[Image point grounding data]
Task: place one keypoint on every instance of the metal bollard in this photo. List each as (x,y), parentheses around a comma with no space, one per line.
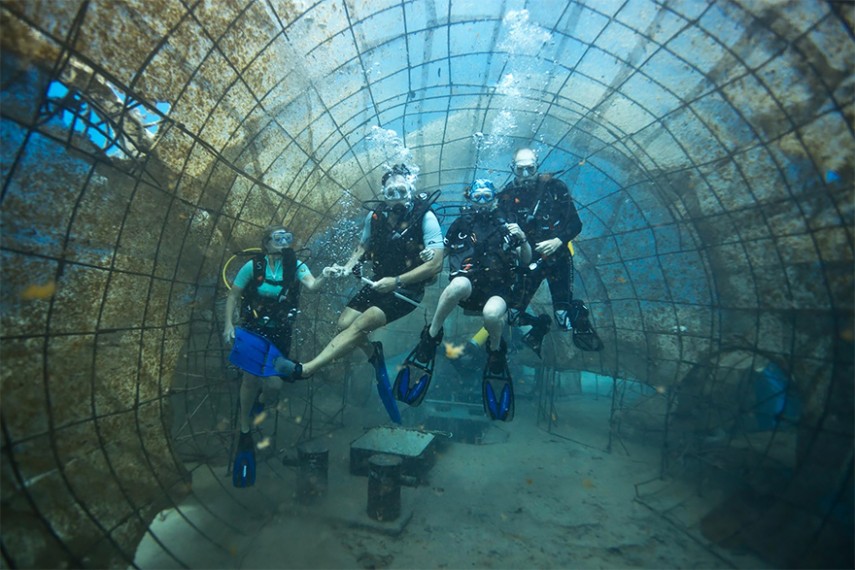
(313,460)
(384,487)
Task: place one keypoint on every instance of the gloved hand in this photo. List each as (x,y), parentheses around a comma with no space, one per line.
(548,247)
(335,270)
(228,333)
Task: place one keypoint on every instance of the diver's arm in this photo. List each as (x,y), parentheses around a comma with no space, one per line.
(354,258)
(525,253)
(311,282)
(418,274)
(235,294)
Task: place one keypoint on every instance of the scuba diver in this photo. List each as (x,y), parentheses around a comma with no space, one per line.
(484,252)
(268,288)
(542,206)
(402,238)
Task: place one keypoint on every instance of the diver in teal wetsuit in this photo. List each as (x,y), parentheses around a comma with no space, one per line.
(269,287)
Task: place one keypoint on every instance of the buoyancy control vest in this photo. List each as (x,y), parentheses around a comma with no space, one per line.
(394,248)
(541,208)
(480,247)
(283,307)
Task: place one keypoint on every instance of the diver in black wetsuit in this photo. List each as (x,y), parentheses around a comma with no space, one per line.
(542,206)
(484,253)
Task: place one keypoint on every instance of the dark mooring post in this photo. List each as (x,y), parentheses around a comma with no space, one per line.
(384,487)
(313,459)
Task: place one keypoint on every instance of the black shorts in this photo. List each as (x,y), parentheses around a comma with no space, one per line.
(393,307)
(481,293)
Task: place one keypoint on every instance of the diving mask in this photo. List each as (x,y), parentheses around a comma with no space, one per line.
(482,196)
(282,238)
(397,191)
(524,170)
(482,192)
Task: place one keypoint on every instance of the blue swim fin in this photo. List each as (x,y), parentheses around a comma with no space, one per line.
(421,358)
(243,472)
(497,389)
(384,389)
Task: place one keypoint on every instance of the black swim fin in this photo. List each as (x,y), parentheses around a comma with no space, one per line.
(497,389)
(421,360)
(534,337)
(584,335)
(243,472)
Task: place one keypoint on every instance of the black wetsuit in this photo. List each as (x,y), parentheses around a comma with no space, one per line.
(544,210)
(480,248)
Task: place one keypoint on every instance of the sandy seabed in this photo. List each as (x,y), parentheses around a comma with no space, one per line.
(523,498)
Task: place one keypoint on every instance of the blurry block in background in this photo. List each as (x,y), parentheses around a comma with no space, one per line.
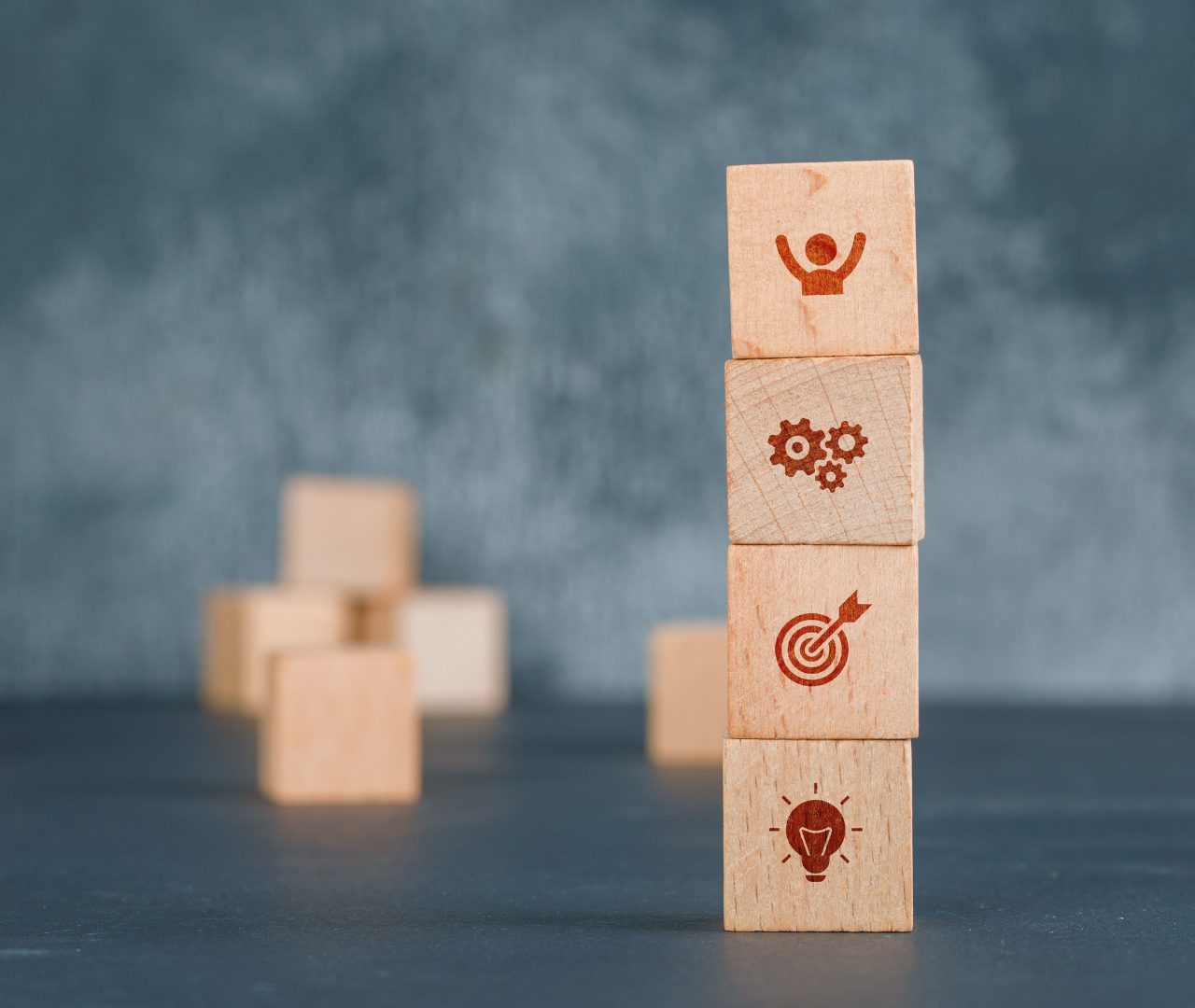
(361,535)
(244,626)
(457,637)
(686,693)
(341,725)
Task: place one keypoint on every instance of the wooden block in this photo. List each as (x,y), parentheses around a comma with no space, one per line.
(375,618)
(686,693)
(457,639)
(244,626)
(822,259)
(823,641)
(341,726)
(818,836)
(826,449)
(358,534)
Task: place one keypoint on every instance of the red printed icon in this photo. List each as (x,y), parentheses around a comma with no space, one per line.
(815,830)
(811,649)
(798,449)
(822,250)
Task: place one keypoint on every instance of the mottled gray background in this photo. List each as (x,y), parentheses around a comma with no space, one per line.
(482,246)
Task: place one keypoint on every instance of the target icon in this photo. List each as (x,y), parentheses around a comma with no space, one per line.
(811,649)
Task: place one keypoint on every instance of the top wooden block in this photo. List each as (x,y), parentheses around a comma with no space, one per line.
(357,534)
(822,259)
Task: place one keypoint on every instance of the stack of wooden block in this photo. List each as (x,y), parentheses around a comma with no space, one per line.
(824,474)
(344,654)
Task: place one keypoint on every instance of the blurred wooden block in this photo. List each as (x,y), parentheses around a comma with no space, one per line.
(358,534)
(341,726)
(861,217)
(457,639)
(818,836)
(823,641)
(244,626)
(686,693)
(826,451)
(374,618)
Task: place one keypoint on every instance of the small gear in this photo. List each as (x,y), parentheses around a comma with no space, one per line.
(854,451)
(808,441)
(831,477)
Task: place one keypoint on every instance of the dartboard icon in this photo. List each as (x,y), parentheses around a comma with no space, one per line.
(811,649)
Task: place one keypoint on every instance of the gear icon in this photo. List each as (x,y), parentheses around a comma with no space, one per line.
(797,447)
(831,477)
(857,439)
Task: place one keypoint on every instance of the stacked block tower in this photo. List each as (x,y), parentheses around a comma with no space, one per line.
(824,477)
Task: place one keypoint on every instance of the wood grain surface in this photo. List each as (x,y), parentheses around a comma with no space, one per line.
(866,885)
(879,497)
(769,313)
(341,726)
(244,626)
(358,534)
(871,692)
(686,693)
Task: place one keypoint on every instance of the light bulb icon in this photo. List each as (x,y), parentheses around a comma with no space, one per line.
(815,832)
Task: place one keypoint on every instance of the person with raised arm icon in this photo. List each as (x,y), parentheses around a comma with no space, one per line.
(822,251)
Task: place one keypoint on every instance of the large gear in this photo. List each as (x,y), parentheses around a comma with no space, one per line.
(803,460)
(854,451)
(831,477)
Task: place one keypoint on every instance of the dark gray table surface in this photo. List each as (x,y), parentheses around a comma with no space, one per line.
(549,863)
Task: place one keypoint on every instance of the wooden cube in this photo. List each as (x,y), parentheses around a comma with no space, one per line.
(341,726)
(375,618)
(457,639)
(822,259)
(824,451)
(818,836)
(686,693)
(822,641)
(244,626)
(357,534)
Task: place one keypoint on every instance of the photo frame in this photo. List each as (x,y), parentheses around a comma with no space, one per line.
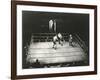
(34,51)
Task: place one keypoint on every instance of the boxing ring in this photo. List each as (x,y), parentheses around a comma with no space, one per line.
(46,54)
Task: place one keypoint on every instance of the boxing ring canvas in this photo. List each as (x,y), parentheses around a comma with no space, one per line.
(53,39)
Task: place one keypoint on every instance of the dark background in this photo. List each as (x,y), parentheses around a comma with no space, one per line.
(37,22)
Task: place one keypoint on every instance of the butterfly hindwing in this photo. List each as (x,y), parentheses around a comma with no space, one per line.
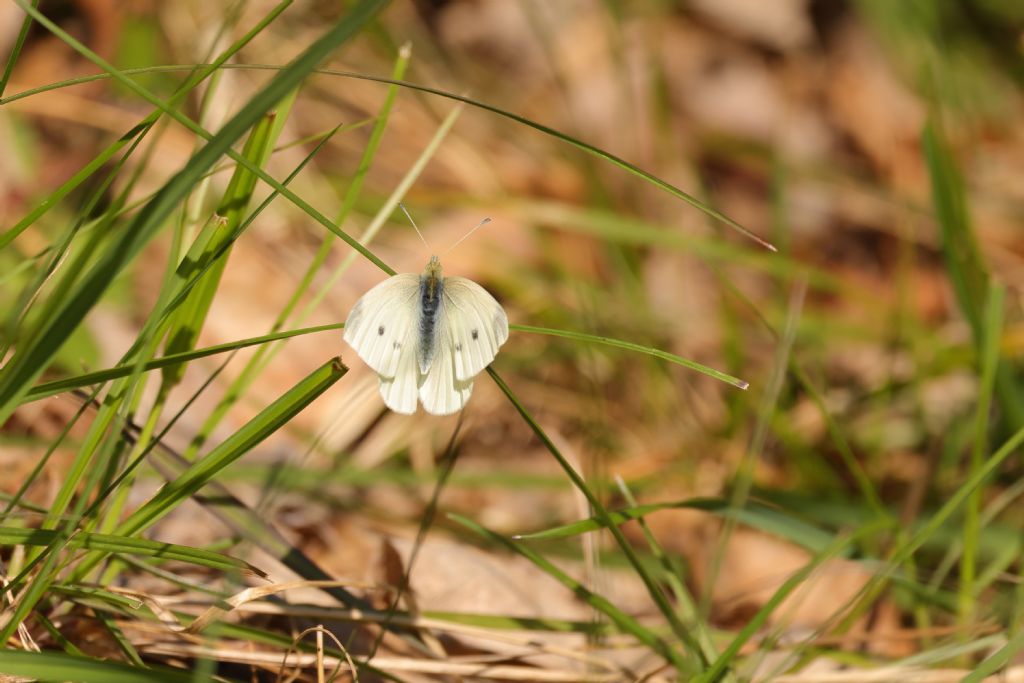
(383,324)
(427,338)
(477,326)
(440,392)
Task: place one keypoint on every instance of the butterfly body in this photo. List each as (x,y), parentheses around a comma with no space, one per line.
(427,337)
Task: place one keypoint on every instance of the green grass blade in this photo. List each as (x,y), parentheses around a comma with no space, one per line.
(29,363)
(586,146)
(186,322)
(653,589)
(770,520)
(60,386)
(616,343)
(623,622)
(12,536)
(965,264)
(721,666)
(15,50)
(138,130)
(991,334)
(267,422)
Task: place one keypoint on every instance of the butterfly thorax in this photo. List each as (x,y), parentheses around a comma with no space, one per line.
(431,288)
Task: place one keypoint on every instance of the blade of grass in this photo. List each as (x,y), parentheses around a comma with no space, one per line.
(586,146)
(991,333)
(11,536)
(657,353)
(601,513)
(965,264)
(272,418)
(184,324)
(686,606)
(720,666)
(99,376)
(623,622)
(49,666)
(202,73)
(770,520)
(15,50)
(30,361)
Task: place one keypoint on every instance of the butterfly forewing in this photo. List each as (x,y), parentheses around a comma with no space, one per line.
(383,324)
(477,323)
(427,338)
(440,392)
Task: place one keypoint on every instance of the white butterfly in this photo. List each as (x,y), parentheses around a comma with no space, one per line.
(427,336)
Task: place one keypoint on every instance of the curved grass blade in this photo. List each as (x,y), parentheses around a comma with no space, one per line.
(623,622)
(139,129)
(657,353)
(59,386)
(670,654)
(586,146)
(11,536)
(31,360)
(756,516)
(272,418)
(840,544)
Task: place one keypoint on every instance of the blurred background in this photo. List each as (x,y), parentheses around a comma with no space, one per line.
(803,120)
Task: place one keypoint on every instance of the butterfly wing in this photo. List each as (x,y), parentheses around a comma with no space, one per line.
(440,392)
(382,329)
(477,326)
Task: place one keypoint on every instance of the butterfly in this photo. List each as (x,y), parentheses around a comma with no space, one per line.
(427,337)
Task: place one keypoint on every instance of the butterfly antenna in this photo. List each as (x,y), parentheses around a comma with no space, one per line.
(415,227)
(478,226)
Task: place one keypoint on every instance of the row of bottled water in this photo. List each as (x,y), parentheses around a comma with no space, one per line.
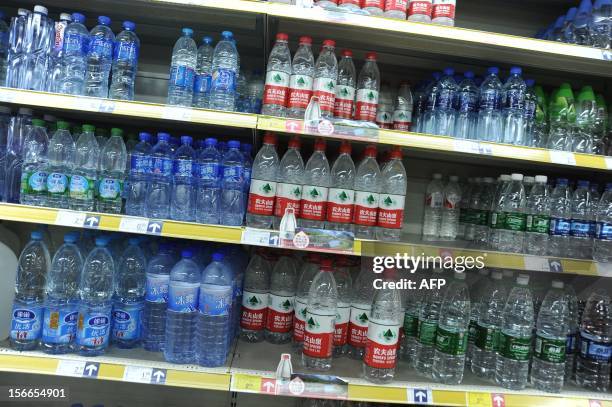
(366,199)
(522,214)
(63,56)
(588,24)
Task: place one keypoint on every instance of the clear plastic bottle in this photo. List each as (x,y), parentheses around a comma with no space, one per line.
(278,73)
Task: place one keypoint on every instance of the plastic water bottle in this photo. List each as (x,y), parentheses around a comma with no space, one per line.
(263,185)
(548,368)
(183,289)
(95,305)
(27,313)
(125,63)
(290,179)
(512,366)
(99,59)
(156,298)
(593,363)
(203,74)
(128,302)
(112,173)
(232,189)
(325,78)
(182,70)
(320,320)
(224,72)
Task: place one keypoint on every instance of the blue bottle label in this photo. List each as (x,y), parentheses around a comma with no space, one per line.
(157,288)
(215,300)
(60,324)
(94,329)
(183,297)
(26,322)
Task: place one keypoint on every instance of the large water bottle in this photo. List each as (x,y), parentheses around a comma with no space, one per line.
(27,313)
(112,173)
(99,59)
(156,298)
(183,292)
(515,340)
(225,69)
(263,185)
(125,63)
(320,320)
(95,300)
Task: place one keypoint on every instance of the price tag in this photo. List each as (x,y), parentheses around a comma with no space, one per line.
(70,218)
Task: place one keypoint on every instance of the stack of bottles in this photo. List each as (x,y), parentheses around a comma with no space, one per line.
(588,24)
(63,56)
(366,199)
(522,214)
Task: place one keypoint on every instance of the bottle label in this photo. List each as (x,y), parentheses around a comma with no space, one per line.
(60,323)
(261,197)
(538,224)
(254,310)
(275,91)
(319,333)
(358,325)
(280,313)
(391,211)
(183,297)
(26,322)
(514,348)
(550,350)
(314,202)
(443,8)
(451,343)
(381,347)
(126,322)
(287,196)
(366,208)
(300,91)
(343,316)
(340,205)
(94,329)
(345,98)
(156,289)
(325,90)
(367,101)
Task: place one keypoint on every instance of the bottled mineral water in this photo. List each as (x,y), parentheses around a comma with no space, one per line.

> _Task prompt_
The line containing "stack of bottles" and all lines after it, through the last line of the data, should be retyped exactly.

> _Output of the task_
Task: place one keypoint on every instance of the stack of bottles in this photo. List each as (x,y), parentheses around a comma with no space, one per line.
(588,24)
(63,56)
(366,199)
(522,214)
Task: place one keypoint on every instance of the bottle label in this photo. List each as (x,y), parentheses around a comma with no space, one per line.
(60,323)
(261,197)
(538,224)
(254,310)
(275,91)
(319,333)
(358,325)
(280,313)
(391,211)
(183,297)
(26,322)
(514,348)
(550,350)
(314,202)
(443,8)
(451,343)
(381,347)
(126,322)
(287,196)
(366,208)
(300,91)
(343,316)
(340,205)
(94,329)
(345,98)
(156,289)
(325,90)
(367,101)
Task: place one keypoint on every instance of the bottled mineral water in this photo. List each as (x,y), parentheses around a comma with no space, one per line.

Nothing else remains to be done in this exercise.